--- REQUIREMENT ---
Every record must be written out once more, with nothing added or omitted.

▬▬▬▬▬▬▬▬▬▬

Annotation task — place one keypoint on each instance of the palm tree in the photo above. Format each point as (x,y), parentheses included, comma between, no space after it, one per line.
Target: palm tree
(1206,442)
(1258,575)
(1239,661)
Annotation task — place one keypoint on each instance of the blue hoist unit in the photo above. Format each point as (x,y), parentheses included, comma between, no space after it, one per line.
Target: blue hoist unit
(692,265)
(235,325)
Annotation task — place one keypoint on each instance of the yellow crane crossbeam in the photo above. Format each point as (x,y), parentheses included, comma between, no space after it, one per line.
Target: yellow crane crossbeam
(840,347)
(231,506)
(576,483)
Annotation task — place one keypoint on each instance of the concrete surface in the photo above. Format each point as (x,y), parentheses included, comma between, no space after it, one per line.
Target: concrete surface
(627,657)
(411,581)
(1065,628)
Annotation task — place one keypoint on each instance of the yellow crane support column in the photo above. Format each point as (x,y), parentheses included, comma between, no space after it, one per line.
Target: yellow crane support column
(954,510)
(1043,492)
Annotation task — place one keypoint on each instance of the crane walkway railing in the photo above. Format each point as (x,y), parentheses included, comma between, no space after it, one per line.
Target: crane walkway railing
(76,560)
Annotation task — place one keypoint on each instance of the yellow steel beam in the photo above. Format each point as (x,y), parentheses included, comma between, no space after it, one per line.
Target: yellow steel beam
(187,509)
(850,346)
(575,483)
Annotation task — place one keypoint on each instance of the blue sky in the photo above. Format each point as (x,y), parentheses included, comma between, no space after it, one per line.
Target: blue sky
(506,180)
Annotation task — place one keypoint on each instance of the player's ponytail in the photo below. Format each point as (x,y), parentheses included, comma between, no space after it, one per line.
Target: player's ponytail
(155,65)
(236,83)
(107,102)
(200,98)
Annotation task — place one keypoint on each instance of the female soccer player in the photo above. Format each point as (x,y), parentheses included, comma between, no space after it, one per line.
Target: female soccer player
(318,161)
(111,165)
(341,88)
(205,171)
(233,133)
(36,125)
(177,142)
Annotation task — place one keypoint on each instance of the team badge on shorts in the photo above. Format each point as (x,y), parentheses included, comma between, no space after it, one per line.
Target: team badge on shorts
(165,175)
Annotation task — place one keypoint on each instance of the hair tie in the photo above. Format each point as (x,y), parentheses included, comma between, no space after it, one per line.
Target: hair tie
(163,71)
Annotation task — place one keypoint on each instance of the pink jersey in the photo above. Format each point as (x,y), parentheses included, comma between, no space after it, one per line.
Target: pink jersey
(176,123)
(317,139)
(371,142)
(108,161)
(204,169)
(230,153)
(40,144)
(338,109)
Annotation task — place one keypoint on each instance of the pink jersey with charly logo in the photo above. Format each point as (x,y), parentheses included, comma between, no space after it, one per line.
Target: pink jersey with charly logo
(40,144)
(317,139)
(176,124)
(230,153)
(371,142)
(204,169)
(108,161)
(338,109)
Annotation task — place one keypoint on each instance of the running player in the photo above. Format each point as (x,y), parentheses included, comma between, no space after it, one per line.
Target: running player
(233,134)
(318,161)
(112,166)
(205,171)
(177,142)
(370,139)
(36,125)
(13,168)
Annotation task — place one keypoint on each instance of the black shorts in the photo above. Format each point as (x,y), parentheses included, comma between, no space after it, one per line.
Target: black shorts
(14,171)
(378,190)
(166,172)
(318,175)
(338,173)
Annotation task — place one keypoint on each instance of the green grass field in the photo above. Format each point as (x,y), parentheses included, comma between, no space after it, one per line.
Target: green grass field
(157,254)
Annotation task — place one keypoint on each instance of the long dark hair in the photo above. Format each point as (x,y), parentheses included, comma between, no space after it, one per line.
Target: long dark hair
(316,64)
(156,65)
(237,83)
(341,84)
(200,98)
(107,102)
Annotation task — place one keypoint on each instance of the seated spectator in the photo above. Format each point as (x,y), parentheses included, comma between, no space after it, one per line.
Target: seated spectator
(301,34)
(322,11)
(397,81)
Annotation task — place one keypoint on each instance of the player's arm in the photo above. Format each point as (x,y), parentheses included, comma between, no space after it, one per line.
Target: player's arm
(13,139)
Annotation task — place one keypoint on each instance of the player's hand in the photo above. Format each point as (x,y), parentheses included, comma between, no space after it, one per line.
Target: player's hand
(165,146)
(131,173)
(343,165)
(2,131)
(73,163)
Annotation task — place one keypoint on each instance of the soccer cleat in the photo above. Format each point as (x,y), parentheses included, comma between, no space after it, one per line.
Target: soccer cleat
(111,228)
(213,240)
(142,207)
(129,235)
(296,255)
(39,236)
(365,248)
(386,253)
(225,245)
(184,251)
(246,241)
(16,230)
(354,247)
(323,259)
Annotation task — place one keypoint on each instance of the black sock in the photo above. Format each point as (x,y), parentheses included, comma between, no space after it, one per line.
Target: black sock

▬▬▬▬▬▬▬▬▬▬

--- OUTPUT OF THE EXERCISE ---
Annotation task — place one keypoint on each instance of the palm tree in the photo above. Format each point as (x,y), parentheses included, comma between, no space after it, one per line.
Target: palm tree
(1206,442)
(1258,575)
(1239,661)
Annotation task — place one keypoint on each instance of the blue hoist unit in the photo above. Format each point as (x,y), parentheses included, comma between, no space after it, one per line.
Target: blue hoist unit
(692,265)
(235,325)
Annotation task — place one keypoint on each instance of the yellow crane crossbeam in the photo above. Format each point as (x,y), parentheses included, comma between, no space after it, one per line.
Target: yellow crane crossbeam
(840,347)
(231,506)
(576,483)
Annotation task — place one keypoint on each instance of the concrete surface in the photo above. Format each point as (x,y), parentheses included, comma between, no space after it, one per line.
Target: concrete surface
(627,657)
(411,581)
(1065,628)
Annotation task — place one keypoint on each instance of the yellow crane support column in the photo above. Format each point as (x,y), parentheses included, comma between, no space after it, one per line.
Target: yellow crane support column
(954,510)
(1043,492)
Annotation task — place one keypoint on each instance of the crane walkway railing in the photo above. Format each point as (x,y), parentheses included, comma between, no space after it, one per line.
Target: crane walkway railing
(76,560)
Annotation task — place one keypoint on each instance of the yellow steel beam in the photo above. Format each point as (x,y), parentheses included, comma between, no space after it, one per line.
Target: yellow steel beam
(187,509)
(850,346)
(575,483)
Annotation task — place one keypoint on each instance of the blue sky in the photo above. Format each point as (x,y), parentheses included, comma between, no space after it, one per line.
Target: blue sky
(506,180)
Annotation task — place one keypoint on each instance of the player's ponytail in the photo below. Format each point as (x,y), parentheses included, comma between, no space after it, one per line.
Target: player's ponytail
(155,65)
(236,83)
(107,102)
(200,98)
Annotation task — place one keypoint on each instance of the female soccer player in the photo above. Format each point as (x,y), parentheses included, comma between, no space after it, one per line.
Target: female soccer player
(318,161)
(111,165)
(341,88)
(205,171)
(233,133)
(36,125)
(177,142)
Annotation task — place one keypoint on each instance of the team badge on shorts in the photo above. Format each point as (x,y), parentheses included, comma between, no space after it, one per line.
Target: team badge on shorts
(165,175)
Annotation task — place one keypoint on each instance of the hair tie in the photo above. Format each point as (x,y), parentheses included, comma between, no space after it, one per line.
Target: hair tie
(163,71)
Annotation task — place one keypoint on each instance of the pink jersey in the photo above. Format each point as (x,y), parentheses included, comma between, no space after it, one per line.
Target: pink jersey
(176,123)
(317,139)
(371,142)
(108,161)
(204,169)
(230,153)
(40,144)
(338,109)
Annotation task — place one keypoint on each instance of the pink jersey with charly logo in the photo above. Format each point as (x,y), parentheses included, comma between, no space after it, one per line.
Target: pink jersey with charly logo
(40,144)
(317,139)
(176,124)
(230,153)
(371,142)
(204,169)
(108,161)
(338,109)
Annotation task — place one keypoint on each instance of the running player in the photo above. Format each point as (x,y), parentheses included, comma between, no space after it, one per line.
Target: running player
(233,134)
(318,161)
(112,166)
(205,171)
(177,142)
(370,139)
(36,125)
(13,168)
Annotation task — place one keypoint on each instance of the black shorts in the photo above. Format each point as (x,y), parentheses included, comma between, no space after it, one per line.
Target: black shorts
(14,171)
(378,190)
(166,172)
(318,175)
(338,173)
Annotation task — place one keypoint on each instance of the green grass field in the photo above. Format each point as (x,y), parentheses included, comma between, no space after it, one per line.
Target: green grass field
(157,254)
Annotation task — place one keypoint on each instance of the long dark hair in the photo above. Format each point as (x,y), parentheses included, comma between, no space after it, one per line.
Target: long dark hair
(316,64)
(156,65)
(237,83)
(341,84)
(200,98)
(107,102)
Annotation task — place one keypoint on each instance of the seated spectator in the photo above. Format each point as (x,y), parentheses included, comma between, no space after it, one per line.
Target: seated spectator
(301,34)
(322,11)
(397,81)
Annotation task — place one keypoint on each instance of the player's arm in the photo above. Format each point as (x,y), parentheses included, comma between, no space after it, one per line.
Target: player's arm
(13,139)
Annotation task — place one keypoint on each instance of the player's hand in the photo above. Format each point as (x,y), parentheses included, comma between, no space after it, one per line.
Target: player's hand
(165,146)
(131,173)
(343,165)
(2,131)
(73,163)
Annotation task — place one keypoint on each instance of the soccer cleat in the photo above. Format each point as (x,y), parentheses included, comma between, no space after it, one per line.
Target: soccer cleat
(111,228)
(213,240)
(142,207)
(129,235)
(296,255)
(39,236)
(365,248)
(386,253)
(225,245)
(184,251)
(246,241)
(16,230)
(354,247)
(323,259)
Annotation task — place one keypoint on each instance of the black sock in the photo above. Format each point as (x,y), parentheses included, comma between, no space after it, one per line.
Target: black sock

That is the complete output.